Stated goal ->
Make an exact copy of the entries below.

The data ->
++++

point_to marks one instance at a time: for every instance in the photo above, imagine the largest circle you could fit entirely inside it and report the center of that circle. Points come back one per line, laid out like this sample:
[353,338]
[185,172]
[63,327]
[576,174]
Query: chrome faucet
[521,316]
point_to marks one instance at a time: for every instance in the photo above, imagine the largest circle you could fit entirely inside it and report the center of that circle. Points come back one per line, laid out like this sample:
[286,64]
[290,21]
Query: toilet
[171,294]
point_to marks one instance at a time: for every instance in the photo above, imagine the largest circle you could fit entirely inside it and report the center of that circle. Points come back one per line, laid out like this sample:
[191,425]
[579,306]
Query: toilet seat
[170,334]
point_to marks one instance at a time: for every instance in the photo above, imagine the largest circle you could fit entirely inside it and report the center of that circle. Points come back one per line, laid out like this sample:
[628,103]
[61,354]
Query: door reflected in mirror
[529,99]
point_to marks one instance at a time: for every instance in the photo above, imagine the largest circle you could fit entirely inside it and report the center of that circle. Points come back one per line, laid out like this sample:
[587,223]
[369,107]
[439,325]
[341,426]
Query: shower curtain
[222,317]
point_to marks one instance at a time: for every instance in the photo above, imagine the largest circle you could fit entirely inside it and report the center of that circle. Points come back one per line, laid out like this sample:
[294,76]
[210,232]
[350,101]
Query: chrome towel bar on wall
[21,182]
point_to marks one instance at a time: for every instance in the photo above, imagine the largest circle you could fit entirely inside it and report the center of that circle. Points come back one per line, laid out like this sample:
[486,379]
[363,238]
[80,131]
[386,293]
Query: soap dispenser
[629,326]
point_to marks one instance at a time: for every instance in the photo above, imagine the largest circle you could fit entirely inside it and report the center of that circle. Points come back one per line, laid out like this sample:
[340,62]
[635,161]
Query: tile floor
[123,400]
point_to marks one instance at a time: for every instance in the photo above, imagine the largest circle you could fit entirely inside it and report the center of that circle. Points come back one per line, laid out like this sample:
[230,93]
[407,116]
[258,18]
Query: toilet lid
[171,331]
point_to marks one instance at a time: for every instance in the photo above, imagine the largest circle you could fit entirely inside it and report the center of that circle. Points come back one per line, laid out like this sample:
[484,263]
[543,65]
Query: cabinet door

++++

Answer for this exercise ->
point_to marks one instance at a time: for every instance in the photo above, imagine the largest circle you could fit entirely inside it and report the center of that circle. Points come back one per line, laid out like this sample:
[353,338]
[185,172]
[63,327]
[576,174]
Query: chrome faucet
[521,316]
point_to marks one instance at a time: for every instance in the photo above, imagine the largest circle you could fit entirely inside it and report the center of that circle. Points come back one per line, laid out like this sample:
[286,64]
[290,21]
Query: toilet
[171,294]
point_to marks one instance at a time: for every instance in the photo above, imagine the largest circle you could fit entirely inside it and report the center of that circle. Points come back one per line, laid out like this sample:
[191,425]
[579,306]
Query: toilet seat
[170,334]
point_to marks one instance at a time: for every instance in the photo above, imagine the largest circle you could fit entirely inside it and report the center of that circle. Points come back one per line, laid out like this sample:
[628,103]
[61,354]
Query: door reflected in mirror
[529,99]
point_to marks one instance at a time: for every instance in the photo above, imagine the largest circle you could fit entirely inside it and report the center of that circle. Points come back one per line, laid out like this sample:
[587,223]
[369,107]
[439,325]
[341,426]
Query: shower curtain
[222,317]
point_to marks one instance at a time: for every instance in the photo above, imagine the largest circle you could fit entirely inside it and report the center of that circle. Points come back one per line, laid out like this sample:
[294,76]
[210,232]
[350,101]
Query: chrome towel bar on wall
[21,182]
point_to marks one instance at a time: for every instance in the photo above, imagine the largest circle you could fit entirely inside it and report the center of that circle. Points come back one per line, laid out like this sample:
[486,379]
[363,238]
[80,131]
[386,293]
Query: soap dispenser
[629,326]
point_to marks one instance at a time: for every instance in the photo above, imagine the largest circle you could fit entirely inside it and report the center of that circle. Points come back one per line, laid out like this sample:
[340,62]
[635,161]
Query: tile floor
[123,400]
point_to marks one instance at a time: for every instance in the photo above, imagine the largest circle you could fit entirely inside it and report the center of that circle. Points come back one per line, laid out like this sample:
[230,93]
[407,116]
[258,18]
Query: toilet lid
[171,331]
point_to marks one instance at a time: for every instance in the photo above, imagine the largest circle you could fit entirely inside it and report the center of that circle. Points come back one per line, laid out like this sample:
[484,263]
[543,65]
Query: cabinet door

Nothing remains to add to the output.